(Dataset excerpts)
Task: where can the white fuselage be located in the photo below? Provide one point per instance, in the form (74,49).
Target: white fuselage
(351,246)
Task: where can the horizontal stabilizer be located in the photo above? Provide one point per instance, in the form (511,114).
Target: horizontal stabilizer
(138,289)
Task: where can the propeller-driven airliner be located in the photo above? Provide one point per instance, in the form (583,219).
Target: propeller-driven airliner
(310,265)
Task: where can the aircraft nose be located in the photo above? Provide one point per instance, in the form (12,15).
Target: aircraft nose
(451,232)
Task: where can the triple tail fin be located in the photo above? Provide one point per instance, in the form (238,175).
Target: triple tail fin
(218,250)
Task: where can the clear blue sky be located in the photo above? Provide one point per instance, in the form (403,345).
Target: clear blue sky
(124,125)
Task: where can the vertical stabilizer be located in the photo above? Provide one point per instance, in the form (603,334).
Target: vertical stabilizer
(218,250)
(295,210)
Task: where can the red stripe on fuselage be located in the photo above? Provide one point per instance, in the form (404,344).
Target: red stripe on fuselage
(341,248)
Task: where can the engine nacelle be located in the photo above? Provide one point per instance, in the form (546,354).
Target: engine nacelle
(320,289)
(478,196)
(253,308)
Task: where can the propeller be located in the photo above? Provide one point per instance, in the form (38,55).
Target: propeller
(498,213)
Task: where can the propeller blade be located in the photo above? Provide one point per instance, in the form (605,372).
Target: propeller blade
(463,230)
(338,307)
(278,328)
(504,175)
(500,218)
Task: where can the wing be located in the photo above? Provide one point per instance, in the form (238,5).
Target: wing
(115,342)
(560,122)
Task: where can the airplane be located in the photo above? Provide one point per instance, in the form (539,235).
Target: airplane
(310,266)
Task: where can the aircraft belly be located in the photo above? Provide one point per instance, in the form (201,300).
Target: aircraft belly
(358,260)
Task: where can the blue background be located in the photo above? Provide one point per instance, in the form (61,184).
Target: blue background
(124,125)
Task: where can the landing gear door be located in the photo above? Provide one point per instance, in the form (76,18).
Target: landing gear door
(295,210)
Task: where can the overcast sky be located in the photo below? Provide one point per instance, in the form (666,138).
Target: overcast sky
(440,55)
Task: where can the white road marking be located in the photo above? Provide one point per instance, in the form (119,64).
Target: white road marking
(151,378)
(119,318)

Aim of the task: Output the line holding "Target: engine nacelle", then every later line through the end of the records above, exactly as given and nothing else.

Result for this task:
Target: engine nacelle
(320,289)
(478,196)
(253,308)
Task: where can the propeller be located in the photo above? Provide one point per instance, in the form (38,55).
Target: propeller
(498,213)
Task: where can the propeller blade be located in the photo above? Provide one point per instance, in the form (605,372).
Target: propeller blade
(463,230)
(338,307)
(278,328)
(504,175)
(500,218)
Task: where can the wing be located in the photo above? Provide one point per instance, in the form (238,5).
Target: wing
(115,342)
(560,122)
Task: where can the airplane be located in the photo above? Provide one point per instance, in the form (539,235).
Target: airplane
(310,266)
Task: where can the aircraft belly be located in the photo above? Provide one point per instance, in the form (201,300).
Target: aircraft belly
(358,260)
Task: where can the blue background be located in the photo above? Provide one point per instance, in the form (61,184).
Target: blue background
(124,125)
Task: where can the landing gear door be located in the photo above? Provide one point per instance, in the form (76,18).
Target: landing gear door
(295,210)
Task: where can the overcast sky be located in the photo below? Provide one point per instance, in the form (666,138).
Target: overcast sky
(440,55)
Task: where can the white road marking be located in the photo above? Provide one point per instance, in the form (119,64).
Target: white road marking
(151,378)
(119,318)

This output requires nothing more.